Instruction: Please list every line below that contains the word "trees". Case counts.

Data shown:
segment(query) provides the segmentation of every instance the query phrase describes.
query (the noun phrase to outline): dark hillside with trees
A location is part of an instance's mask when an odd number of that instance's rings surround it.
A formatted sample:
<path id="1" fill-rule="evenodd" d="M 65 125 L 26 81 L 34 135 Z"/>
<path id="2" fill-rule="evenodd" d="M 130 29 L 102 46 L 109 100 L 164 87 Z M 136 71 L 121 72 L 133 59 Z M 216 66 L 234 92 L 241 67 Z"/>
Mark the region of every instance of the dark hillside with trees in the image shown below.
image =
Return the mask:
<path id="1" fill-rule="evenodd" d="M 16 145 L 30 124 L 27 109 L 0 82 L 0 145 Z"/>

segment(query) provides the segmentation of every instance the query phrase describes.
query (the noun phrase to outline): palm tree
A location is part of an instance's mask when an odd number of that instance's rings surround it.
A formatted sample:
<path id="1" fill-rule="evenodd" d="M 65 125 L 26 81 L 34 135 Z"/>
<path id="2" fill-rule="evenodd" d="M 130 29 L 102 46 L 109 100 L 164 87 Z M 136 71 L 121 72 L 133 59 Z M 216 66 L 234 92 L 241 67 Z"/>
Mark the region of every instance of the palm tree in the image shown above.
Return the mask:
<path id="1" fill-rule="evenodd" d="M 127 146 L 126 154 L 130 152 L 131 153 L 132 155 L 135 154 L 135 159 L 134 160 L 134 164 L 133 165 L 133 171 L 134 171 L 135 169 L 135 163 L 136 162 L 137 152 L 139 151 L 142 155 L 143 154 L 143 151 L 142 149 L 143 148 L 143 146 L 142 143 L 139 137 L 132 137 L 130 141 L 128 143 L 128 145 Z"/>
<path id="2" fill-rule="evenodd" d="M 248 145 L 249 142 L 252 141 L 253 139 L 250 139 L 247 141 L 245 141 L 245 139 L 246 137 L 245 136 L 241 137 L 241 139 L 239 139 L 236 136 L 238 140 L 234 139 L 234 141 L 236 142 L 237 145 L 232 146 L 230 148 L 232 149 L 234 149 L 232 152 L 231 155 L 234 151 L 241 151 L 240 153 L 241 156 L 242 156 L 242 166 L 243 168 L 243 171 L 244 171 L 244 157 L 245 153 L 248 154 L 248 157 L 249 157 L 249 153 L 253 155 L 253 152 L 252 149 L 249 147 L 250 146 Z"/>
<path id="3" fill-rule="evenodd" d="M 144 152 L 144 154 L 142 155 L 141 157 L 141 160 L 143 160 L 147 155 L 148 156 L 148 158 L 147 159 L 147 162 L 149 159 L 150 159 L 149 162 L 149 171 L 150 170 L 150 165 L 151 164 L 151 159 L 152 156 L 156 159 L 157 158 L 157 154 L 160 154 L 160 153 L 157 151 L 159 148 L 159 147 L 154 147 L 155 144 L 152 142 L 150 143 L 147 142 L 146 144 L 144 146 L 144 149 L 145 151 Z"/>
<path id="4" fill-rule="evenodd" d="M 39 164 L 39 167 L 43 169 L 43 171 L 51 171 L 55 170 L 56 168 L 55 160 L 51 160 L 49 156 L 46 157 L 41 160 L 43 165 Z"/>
...
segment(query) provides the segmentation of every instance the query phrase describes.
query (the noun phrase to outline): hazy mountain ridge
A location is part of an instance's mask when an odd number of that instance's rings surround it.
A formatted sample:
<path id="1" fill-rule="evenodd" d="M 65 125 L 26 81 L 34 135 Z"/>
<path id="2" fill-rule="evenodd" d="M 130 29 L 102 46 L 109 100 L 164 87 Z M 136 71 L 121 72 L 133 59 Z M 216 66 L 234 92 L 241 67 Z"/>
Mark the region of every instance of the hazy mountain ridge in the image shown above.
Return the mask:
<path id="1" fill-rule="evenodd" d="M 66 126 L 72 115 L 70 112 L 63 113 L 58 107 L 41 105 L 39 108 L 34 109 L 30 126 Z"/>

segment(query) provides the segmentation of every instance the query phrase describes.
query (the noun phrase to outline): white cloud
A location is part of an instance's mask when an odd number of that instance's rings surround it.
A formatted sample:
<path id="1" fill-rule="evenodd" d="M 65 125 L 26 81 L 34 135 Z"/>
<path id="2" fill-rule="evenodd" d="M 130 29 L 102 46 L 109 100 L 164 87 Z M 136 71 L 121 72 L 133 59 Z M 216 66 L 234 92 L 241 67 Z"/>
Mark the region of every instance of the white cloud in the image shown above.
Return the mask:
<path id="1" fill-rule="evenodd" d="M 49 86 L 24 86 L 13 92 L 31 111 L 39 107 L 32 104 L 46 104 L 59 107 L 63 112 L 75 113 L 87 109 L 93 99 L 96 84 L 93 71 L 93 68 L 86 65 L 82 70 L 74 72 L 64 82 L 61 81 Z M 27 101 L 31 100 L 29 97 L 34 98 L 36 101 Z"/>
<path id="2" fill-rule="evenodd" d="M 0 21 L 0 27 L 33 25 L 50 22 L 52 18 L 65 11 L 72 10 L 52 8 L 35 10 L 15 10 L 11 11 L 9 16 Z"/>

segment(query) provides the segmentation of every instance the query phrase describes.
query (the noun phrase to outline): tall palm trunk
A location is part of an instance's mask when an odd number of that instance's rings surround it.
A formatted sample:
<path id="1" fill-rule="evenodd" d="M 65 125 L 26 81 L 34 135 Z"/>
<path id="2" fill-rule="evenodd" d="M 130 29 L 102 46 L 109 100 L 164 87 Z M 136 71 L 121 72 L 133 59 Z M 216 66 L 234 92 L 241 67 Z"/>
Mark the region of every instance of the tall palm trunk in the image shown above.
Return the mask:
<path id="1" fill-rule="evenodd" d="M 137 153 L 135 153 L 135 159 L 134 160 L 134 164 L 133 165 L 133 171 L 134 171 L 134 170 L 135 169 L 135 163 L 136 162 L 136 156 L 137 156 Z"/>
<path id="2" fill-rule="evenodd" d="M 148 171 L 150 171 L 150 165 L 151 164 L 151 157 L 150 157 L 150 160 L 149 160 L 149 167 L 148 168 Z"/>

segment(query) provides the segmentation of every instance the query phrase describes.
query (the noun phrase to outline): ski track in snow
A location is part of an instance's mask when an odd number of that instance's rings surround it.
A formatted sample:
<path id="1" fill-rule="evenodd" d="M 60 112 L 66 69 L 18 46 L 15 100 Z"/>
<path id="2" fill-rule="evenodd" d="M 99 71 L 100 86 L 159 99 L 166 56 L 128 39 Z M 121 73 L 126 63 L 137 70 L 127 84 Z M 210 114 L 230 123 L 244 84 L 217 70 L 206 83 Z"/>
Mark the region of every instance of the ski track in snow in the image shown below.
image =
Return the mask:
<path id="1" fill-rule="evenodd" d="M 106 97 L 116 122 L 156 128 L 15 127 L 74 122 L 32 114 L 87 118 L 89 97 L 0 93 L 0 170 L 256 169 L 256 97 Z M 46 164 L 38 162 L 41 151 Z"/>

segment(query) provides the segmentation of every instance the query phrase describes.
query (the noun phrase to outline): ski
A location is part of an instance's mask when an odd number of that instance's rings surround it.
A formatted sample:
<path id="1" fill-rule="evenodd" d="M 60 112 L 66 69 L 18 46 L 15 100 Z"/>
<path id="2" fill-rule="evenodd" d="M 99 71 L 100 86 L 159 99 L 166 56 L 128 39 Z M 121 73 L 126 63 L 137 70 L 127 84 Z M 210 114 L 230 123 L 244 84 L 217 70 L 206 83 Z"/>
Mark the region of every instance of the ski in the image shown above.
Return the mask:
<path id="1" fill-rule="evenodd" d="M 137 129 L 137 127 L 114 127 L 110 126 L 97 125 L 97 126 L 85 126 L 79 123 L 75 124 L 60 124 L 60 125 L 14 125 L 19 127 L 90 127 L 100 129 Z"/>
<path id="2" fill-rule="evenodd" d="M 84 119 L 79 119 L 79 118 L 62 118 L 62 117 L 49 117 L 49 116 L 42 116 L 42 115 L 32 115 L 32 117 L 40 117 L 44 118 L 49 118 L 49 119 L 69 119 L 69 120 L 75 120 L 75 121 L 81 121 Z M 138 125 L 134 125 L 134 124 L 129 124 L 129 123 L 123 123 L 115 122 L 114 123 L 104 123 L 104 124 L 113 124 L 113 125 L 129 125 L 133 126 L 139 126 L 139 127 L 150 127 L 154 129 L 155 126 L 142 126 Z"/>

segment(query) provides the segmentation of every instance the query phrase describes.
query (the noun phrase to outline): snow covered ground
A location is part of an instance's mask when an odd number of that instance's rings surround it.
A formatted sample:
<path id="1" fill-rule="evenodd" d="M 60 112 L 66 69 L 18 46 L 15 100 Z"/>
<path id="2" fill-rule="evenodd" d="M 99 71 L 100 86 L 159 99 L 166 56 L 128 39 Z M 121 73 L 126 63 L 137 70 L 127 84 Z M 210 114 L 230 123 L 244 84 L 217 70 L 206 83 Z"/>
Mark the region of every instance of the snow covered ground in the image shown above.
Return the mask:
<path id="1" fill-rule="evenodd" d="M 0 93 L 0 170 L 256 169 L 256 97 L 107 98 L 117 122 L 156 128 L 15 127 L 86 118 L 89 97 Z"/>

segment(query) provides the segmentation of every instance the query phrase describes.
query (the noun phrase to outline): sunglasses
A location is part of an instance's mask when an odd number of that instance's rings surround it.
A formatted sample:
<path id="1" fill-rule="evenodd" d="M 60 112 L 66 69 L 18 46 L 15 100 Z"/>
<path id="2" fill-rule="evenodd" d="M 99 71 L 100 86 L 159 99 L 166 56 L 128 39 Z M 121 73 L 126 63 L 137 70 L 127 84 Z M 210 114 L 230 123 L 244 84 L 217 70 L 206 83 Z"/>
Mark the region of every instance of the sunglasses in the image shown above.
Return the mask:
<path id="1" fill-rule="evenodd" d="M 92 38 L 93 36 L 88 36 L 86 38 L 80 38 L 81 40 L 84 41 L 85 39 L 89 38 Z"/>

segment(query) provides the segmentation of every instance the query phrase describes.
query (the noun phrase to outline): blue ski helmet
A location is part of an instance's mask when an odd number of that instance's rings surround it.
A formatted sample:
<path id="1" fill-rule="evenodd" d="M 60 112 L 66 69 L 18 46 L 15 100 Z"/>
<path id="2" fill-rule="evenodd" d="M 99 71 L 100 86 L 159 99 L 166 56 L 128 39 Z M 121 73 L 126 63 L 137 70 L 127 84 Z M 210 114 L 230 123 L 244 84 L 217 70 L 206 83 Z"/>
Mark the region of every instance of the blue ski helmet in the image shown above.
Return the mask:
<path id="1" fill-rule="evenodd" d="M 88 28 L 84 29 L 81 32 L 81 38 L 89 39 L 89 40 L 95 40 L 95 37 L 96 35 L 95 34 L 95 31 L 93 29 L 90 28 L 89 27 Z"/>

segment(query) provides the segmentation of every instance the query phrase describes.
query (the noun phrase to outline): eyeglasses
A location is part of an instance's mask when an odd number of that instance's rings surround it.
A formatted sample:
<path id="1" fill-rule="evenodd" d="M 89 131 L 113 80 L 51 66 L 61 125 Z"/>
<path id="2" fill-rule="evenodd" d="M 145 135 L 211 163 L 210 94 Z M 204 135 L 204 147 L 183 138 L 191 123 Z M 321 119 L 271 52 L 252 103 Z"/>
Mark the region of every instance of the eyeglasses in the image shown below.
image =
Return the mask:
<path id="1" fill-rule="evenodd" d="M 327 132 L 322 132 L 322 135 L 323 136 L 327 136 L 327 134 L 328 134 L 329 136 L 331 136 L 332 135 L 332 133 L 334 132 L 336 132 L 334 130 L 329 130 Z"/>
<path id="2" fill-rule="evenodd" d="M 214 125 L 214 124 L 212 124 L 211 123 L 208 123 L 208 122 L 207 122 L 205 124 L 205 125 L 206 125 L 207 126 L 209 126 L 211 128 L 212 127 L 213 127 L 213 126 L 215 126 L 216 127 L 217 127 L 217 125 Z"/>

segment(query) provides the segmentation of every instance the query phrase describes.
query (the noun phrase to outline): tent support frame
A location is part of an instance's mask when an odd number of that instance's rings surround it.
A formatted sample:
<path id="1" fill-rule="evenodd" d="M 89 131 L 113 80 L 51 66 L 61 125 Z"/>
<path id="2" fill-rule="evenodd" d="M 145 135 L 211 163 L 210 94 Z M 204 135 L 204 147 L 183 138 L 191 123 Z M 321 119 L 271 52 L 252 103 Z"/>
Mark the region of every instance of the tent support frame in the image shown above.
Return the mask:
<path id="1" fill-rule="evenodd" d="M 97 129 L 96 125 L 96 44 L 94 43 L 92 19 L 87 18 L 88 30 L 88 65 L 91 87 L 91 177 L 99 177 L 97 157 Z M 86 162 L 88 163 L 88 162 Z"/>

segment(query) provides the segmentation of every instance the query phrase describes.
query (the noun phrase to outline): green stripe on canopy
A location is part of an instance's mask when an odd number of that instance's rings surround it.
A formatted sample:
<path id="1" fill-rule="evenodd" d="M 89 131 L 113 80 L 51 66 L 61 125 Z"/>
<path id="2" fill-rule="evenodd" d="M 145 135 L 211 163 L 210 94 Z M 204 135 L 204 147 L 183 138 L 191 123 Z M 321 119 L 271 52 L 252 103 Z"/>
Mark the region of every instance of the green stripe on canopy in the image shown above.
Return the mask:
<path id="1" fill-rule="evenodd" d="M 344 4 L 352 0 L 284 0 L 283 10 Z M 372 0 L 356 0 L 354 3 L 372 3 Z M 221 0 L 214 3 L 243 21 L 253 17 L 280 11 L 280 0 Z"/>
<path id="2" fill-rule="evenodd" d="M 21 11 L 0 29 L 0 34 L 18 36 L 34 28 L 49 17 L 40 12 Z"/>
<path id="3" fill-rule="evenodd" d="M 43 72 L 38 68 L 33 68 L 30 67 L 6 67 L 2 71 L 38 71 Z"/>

Correct output:
query (the noun phrase to outline): dark hillside with trees
Mark the region of every instance of the dark hillside with trees in the image shown below.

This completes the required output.